*SELECTED EXTRACT*:
◇ ◇ ◇ ◇ ◇ ◇ ◇
# PowerPoint file crashes PowerPoint upon opening



## techbuzz (May 23, 2012)

I have a very perplexing situation on my hands. 

I have 2 PowerPoint files that crash PowerPoint when attempting to open them. The problem is that this is only happening on some computers. All the machines I have attempted to open the files on are running Windows 7 and have Office 2010 installed. The computers also have Office 2010 SP1 install so I have ruled that out as an issue as well.

Any ideas?


----------



## micropage7 (May 23, 2012)

corrupt file?
or if it could opened try to save it in ppt format than pptx


----------



## techbuzz (May 23, 2012)

micropage7 said:


> corrupt file?
> or if it could opened try to save it in ppt format than pptx



I just tried saving the file as a PPT and I'm still getting the same results. Is it possible that the files are corrupted and they can be opened on some computers? I haven't heard of something like this happening before.


----------



## erixx (May 23, 2012)

look into Event Viewer to get an idea
and also look into Reliability Index and those tools

Thats what I would do!

Could also be some bad code that makes only certain machines crash (different RAM, processor, chipset... ) You will need to somehow 'clean' the files of bad code, if this helps.


----------



## DRDNA (May 23, 2012)

Create or use a different account on the PC to be sure it is not your user profile causing it.


----------



## techbuzz (May 23, 2012)

DRDNA said:


> Create or use a different account on the PC to be sure it is not your user profile causing it.



I created a new account and the problem persisted.


----------



## techbuzz (May 23, 2012)

erixx said:


> look into Event Viewer to get an idea
> and also look into Reliability Index and those tools
> 
> Thats what I would do!
> ...



What should I be looking for in the Event Viewer and the Reliability Index?


----------



## DRDNA (May 23, 2012)

I am thinking there may not be much hope for the file...Try recent version on that ppd file and see if you can restore it to an earlier date....maybe to Powerpoint too if that didn't work.
have you ever been able to open the file?
 I just reread the thread...I would run repair on the office install. You will need to point to the original install location in order to do so or have the disk.


----------



## erixx (May 24, 2012)

pcgolfer85 said:


> What should I be looking for in the Event Viewer and the Reliability Index?



Ok. Look for interesting info, like when thing went wrong and what other things happend the same day...
◇ ◇ ◇ ◇ ◇ ◇ ◇
*GIVEN INFORMATION*:
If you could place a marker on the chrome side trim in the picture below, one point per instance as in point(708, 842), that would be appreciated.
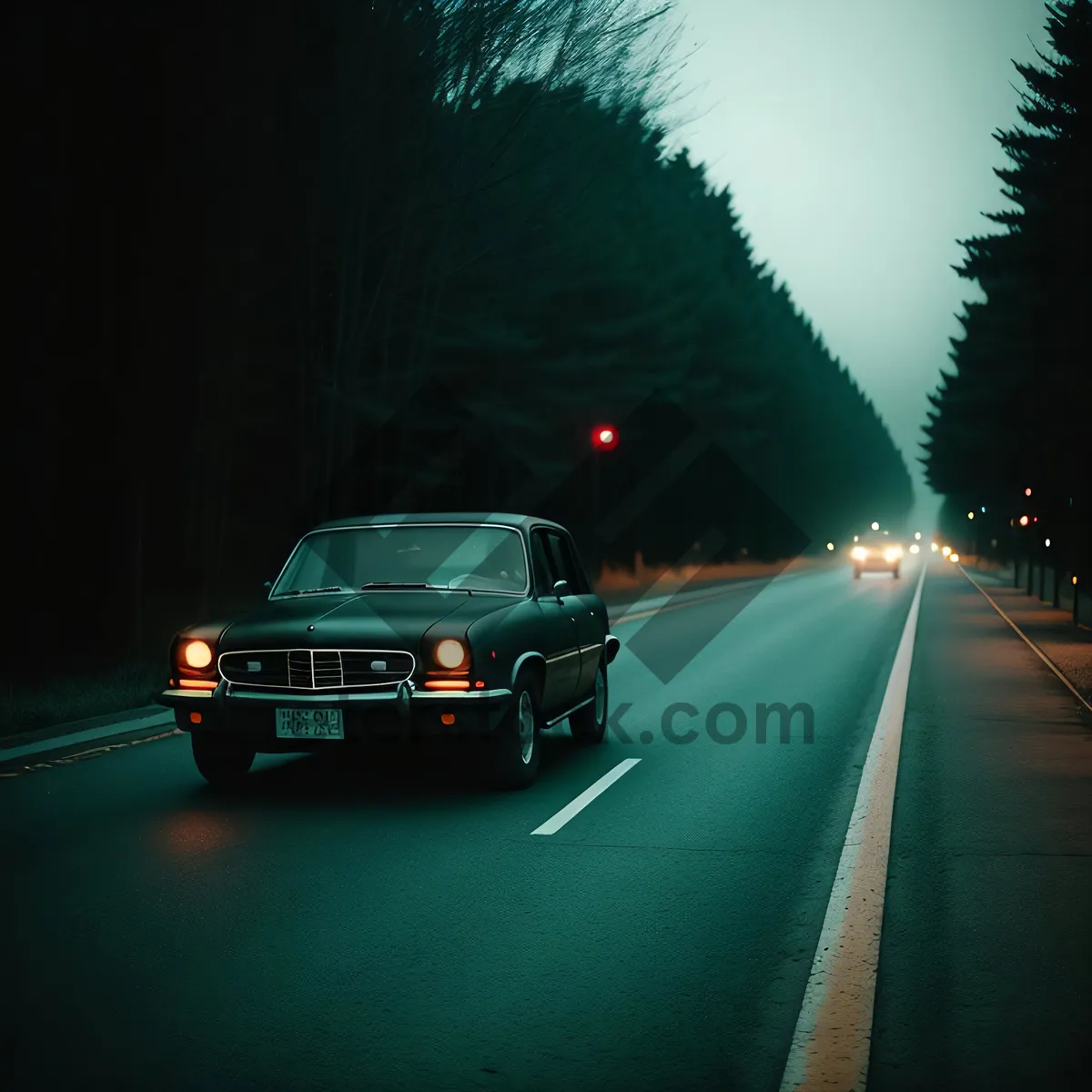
point(556, 720)
point(522, 659)
point(562, 655)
◇ ◇ ◇ ◇ ◇ ◇ ◇
*STATED TASK*: In the forum thread about PowerPoint crashing on open, rewrite the passage starting at "I have 2 PowerPoint" and ending at "issue as well.", switching "Windows 7" to "Windows 10".

*TASK OUTPUT*:
I have 2 PowerPoint files that crash PowerPoint when attempting to open them. The problem is that this is only happening on some computers. All the machines I have attempted to open the files on are running Windows 10 and have Office 2010 installed. The computers also have Office 2010 SP1 install so I have ruled that out as an issue as well.